Data >>

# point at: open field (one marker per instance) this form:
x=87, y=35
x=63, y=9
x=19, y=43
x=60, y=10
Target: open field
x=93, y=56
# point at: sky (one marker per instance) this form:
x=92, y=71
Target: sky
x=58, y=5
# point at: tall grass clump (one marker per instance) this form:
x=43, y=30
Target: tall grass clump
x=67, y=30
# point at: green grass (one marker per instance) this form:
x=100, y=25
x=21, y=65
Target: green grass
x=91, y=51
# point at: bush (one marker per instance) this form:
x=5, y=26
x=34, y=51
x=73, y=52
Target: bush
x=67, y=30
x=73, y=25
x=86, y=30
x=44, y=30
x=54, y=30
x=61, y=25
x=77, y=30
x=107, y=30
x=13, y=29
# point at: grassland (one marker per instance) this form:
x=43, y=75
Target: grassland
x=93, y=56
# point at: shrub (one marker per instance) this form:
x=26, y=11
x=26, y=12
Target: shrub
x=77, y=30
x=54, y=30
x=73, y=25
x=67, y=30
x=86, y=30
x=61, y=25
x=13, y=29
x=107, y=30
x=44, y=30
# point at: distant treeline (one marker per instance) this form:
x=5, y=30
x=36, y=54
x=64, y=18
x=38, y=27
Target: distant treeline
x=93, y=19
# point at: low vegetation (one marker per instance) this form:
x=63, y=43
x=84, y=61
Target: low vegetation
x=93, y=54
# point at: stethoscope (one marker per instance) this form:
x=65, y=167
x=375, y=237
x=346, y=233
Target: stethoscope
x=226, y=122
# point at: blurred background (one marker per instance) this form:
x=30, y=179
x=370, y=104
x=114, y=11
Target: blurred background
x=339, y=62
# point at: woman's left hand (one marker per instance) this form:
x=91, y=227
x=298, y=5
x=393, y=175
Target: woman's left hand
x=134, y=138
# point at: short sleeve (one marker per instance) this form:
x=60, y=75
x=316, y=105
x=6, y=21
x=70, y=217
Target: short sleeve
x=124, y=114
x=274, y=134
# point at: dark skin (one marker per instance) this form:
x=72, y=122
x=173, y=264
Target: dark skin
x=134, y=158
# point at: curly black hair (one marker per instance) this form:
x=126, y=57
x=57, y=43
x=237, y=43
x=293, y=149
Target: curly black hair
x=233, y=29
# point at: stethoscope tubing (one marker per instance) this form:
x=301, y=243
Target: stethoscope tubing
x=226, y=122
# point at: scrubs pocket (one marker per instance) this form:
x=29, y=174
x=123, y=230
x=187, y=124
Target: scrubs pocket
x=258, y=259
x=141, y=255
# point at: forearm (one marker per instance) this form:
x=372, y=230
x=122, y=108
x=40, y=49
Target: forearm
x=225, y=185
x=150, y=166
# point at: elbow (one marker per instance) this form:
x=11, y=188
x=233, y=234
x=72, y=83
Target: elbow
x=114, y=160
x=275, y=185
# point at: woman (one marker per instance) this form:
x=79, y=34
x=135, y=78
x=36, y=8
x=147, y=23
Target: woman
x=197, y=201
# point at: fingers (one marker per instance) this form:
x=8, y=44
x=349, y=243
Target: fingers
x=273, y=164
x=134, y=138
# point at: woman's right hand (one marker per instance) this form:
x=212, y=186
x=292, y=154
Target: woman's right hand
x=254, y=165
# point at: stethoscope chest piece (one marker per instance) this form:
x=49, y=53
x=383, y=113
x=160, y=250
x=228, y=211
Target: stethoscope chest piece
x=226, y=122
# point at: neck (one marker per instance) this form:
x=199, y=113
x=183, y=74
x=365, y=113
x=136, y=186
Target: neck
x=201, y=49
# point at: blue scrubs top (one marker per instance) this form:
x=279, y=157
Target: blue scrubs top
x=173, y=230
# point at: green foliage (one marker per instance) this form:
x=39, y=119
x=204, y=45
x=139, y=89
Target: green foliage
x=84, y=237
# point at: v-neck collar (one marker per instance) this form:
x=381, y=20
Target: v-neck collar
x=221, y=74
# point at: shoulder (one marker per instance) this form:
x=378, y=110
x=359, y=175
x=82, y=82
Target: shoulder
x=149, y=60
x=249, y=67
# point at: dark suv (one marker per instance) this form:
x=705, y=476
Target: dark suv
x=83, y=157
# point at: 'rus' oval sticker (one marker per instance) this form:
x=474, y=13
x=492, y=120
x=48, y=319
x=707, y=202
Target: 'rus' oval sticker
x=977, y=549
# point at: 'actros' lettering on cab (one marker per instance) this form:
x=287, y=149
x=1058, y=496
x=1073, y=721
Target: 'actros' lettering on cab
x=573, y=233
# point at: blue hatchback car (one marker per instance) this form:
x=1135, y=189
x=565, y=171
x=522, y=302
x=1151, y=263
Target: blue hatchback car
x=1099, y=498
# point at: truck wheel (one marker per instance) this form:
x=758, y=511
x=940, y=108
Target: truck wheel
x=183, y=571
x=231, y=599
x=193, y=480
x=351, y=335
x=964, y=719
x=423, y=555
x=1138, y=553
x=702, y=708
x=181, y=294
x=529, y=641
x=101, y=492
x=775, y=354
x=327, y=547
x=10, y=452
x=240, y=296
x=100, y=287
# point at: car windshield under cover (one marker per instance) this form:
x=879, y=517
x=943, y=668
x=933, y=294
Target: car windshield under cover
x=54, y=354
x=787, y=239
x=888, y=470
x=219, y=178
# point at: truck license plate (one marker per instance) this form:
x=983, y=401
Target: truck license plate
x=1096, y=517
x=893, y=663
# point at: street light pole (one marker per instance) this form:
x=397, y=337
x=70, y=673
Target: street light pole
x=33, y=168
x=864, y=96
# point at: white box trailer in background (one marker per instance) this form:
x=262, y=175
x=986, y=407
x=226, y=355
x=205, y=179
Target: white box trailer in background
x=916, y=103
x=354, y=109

Task >>
Your task is to retype the records above exactly.

Response box >>
# point at: open field (one marker per instance) this form:
x=87, y=35
x=63, y=9
x=19, y=43
x=60, y=10
Target: open field
x=93, y=56
# point at: sky (one marker per instance) this form:
x=92, y=71
Target: sky
x=58, y=5
# point at: tall grass clump (one marker per instance) this form:
x=43, y=30
Target: tall grass clump
x=67, y=30
# point at: green grass (one marker per instance) this form:
x=100, y=25
x=21, y=65
Target: green grass
x=91, y=51
# point at: bush (one marker per instance) this form:
x=5, y=26
x=34, y=51
x=73, y=52
Target: bush
x=67, y=30
x=73, y=25
x=86, y=30
x=44, y=30
x=54, y=30
x=61, y=25
x=77, y=30
x=107, y=30
x=13, y=29
# point at: grassland (one marker per instance) this form:
x=43, y=75
Target: grassland
x=93, y=56
# point at: shrub (one marker per instance) this form:
x=26, y=11
x=26, y=12
Target: shrub
x=77, y=30
x=54, y=30
x=73, y=25
x=67, y=30
x=86, y=30
x=61, y=25
x=13, y=29
x=107, y=30
x=44, y=30
# point at: distant treeline (one marker per instance) this form:
x=5, y=30
x=36, y=54
x=64, y=18
x=38, y=27
Target: distant treeline
x=93, y=19
# point at: low vegetation (one marker per instance) this form:
x=63, y=43
x=84, y=61
Target: low vegetation
x=93, y=54
# point at: stethoscope (one marker per instance) this form:
x=65, y=167
x=375, y=237
x=346, y=233
Target: stethoscope
x=226, y=122
# point at: blurred background (one marker per instance) this form:
x=30, y=179
x=370, y=104
x=114, y=11
Target: blurred background
x=339, y=62
# point at: woman's left hand (one marker per instance) this form:
x=91, y=227
x=298, y=5
x=393, y=175
Target: woman's left hand
x=134, y=138
# point at: short sleeve (one marker per instance) this form:
x=60, y=75
x=316, y=105
x=6, y=21
x=70, y=217
Target: short sleeve
x=124, y=114
x=274, y=134
# point at: dark skin (one marker per instance) this form:
x=72, y=122
x=173, y=264
Target: dark skin
x=134, y=158
# point at: curly black hair (one marker per instance) this form:
x=126, y=57
x=57, y=43
x=237, y=43
x=293, y=149
Target: curly black hair
x=233, y=29
# point at: stethoscope tubing (one marker per instance) this form:
x=301, y=243
Target: stethoscope tubing
x=226, y=122
# point at: scrubs pocket (one marker per instance) this form:
x=29, y=174
x=123, y=230
x=187, y=124
Target: scrubs pocket
x=258, y=259
x=141, y=255
# point at: forearm (one marker per instance) this form:
x=372, y=230
x=122, y=108
x=40, y=49
Target: forearm
x=225, y=185
x=150, y=166
# point at: elbow (one marker per instance) this form:
x=11, y=188
x=233, y=234
x=72, y=83
Target: elbow
x=114, y=160
x=275, y=185
# point at: woman (one marker per instance) this form:
x=79, y=34
x=135, y=78
x=36, y=8
x=147, y=23
Target: woman
x=197, y=201
# point at: fingers (one marker per instance) this form:
x=8, y=44
x=349, y=243
Target: fingers
x=273, y=164
x=134, y=138
# point at: woman's right hand (one marker per instance) this form:
x=212, y=186
x=292, y=154
Target: woman's right hand
x=254, y=165
# point at: stethoscope chest piece (one marker per instance) this form:
x=49, y=53
x=383, y=113
x=160, y=250
x=228, y=211
Target: stethoscope chest piece
x=226, y=122
# point at: neck (one marker per instance) this form:
x=199, y=113
x=183, y=74
x=365, y=113
x=136, y=186
Target: neck
x=201, y=49
# point at: blue scrubs top (one marker per instance) this form:
x=279, y=157
Target: blue scrubs top
x=173, y=230
# point at: green foliage (one marker per instance) this form:
x=39, y=119
x=204, y=45
x=139, y=89
Target: green foliage
x=84, y=237
# point at: v-neck collar (one marker per instance) this form:
x=381, y=20
Target: v-neck collar
x=221, y=74
# point at: shoulder (one marker per instance) this form:
x=378, y=110
x=359, y=175
x=82, y=82
Target: shoulder
x=149, y=60
x=249, y=67
# point at: dark suv (one marker per instance) this form:
x=705, y=476
Target: dark suv
x=83, y=157
# point at: 'rus' oval sticker (one marker per instance) this form:
x=474, y=13
x=492, y=120
x=48, y=319
x=707, y=202
Target: 'rus' oval sticker
x=977, y=549
# point at: 'actros' lettering on cab (one marker per instance) this form:
x=287, y=149
x=1058, y=496
x=1073, y=721
Target: 'actros' lettering on cab
x=573, y=233
# point at: blue hatchback car (one marker per instance) this form:
x=1135, y=189
x=565, y=171
x=522, y=302
x=1151, y=263
Target: blue hatchback car
x=1099, y=498
# point at: truck wheel (one marker per instance) this form:
x=758, y=511
x=940, y=108
Target: truck wheel
x=183, y=571
x=231, y=599
x=193, y=480
x=351, y=335
x=964, y=719
x=423, y=555
x=1138, y=553
x=702, y=708
x=181, y=294
x=529, y=641
x=101, y=492
x=775, y=354
x=327, y=547
x=10, y=452
x=240, y=296
x=100, y=287
# point at: car windshield under cover (one marker per instance) this form:
x=879, y=517
x=943, y=668
x=933, y=294
Target: car windshield under cover
x=54, y=354
x=787, y=239
x=888, y=470
x=219, y=178
# point at: truck license plate (one marker per instance) this form:
x=983, y=401
Target: truck license plate
x=1096, y=517
x=893, y=663
# point at: street light pole (one marker per instance) this form:
x=397, y=337
x=70, y=673
Target: street light pole
x=33, y=168
x=864, y=96
# point at: white box trailer in background (one marker per instance) this form:
x=262, y=175
x=986, y=407
x=226, y=355
x=205, y=179
Target: white box trailer in background
x=916, y=103
x=354, y=109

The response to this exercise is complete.